__Challenge__.
Rescale the rows from the line with "Target: forearm" through the end of the rows by rewriting every line, requests included, with each x,y coordinate in the answers multiplied by 0.45 and rounded to a whole number, halves rounding up. Leave the requests and their format samples unchanged.

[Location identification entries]
____________________

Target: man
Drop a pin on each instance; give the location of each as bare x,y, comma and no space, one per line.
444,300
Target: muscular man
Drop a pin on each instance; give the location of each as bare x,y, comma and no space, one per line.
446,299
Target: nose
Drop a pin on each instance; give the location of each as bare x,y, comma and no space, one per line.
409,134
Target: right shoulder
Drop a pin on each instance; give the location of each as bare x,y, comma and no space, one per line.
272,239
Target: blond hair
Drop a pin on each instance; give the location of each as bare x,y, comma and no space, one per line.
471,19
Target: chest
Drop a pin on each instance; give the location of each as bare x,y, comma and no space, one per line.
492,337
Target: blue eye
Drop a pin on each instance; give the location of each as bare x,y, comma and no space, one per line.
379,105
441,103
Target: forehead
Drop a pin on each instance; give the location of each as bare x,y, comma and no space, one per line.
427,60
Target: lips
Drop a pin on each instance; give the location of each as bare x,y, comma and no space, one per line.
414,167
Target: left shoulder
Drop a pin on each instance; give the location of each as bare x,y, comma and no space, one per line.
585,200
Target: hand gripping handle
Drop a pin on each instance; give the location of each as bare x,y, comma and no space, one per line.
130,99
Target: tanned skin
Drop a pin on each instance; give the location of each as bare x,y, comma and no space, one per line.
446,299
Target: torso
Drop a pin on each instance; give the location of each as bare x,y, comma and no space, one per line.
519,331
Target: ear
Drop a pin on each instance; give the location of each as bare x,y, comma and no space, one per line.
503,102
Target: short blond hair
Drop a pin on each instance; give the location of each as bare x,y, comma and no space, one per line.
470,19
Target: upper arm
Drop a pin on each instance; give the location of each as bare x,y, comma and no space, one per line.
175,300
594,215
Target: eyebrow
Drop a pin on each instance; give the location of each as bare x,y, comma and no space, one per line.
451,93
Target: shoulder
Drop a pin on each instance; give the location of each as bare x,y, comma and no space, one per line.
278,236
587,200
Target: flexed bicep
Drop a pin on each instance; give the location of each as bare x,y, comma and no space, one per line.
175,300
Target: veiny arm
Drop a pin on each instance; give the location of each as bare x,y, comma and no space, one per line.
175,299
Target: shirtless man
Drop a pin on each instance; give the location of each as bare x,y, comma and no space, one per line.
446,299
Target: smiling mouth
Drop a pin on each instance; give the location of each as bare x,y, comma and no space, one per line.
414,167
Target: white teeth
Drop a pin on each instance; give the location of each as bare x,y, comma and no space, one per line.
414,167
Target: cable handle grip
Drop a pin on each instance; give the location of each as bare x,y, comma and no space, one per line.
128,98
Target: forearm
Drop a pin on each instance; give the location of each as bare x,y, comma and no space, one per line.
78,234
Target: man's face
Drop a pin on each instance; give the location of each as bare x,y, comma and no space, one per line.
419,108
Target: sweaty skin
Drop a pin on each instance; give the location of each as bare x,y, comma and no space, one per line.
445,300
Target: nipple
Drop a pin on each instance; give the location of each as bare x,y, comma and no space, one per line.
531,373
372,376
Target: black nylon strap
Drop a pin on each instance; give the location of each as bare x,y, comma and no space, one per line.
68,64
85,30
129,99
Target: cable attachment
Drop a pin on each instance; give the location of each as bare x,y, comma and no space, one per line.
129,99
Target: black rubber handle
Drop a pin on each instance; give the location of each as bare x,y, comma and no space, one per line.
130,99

____________________

__Correct output__.
Target: forearm
Drop a pin on each instance; give the location of each as bare x,y, comma and no space, one per line.
35,105
Target: man's face
Drop a pin on each instance; give the location of each as bare x,y, comma and no space, one per line.
189,49
Target: sweaty skin
Drop a pin on each instance; give the location of each as bare x,y, comma and no space, one per line.
200,135
Target: nipple
Drop a pin on each instance; give the location of each as bare x,y, comma and no space, one per line.
239,168
167,169
Target: black nylon strap
Drop a pin on each instance; give the location of each as bare x,y, comma and no space, one per line.
31,29
38,14
58,45
Target: cable attachment
Drop a pin on each instance; give the location of each as bare x,y, comma and no space, one per line.
58,45
Target: black rubber handle
Drop a pin on each instance; give the location of each as bare x,y, comma and no space, one per line.
59,45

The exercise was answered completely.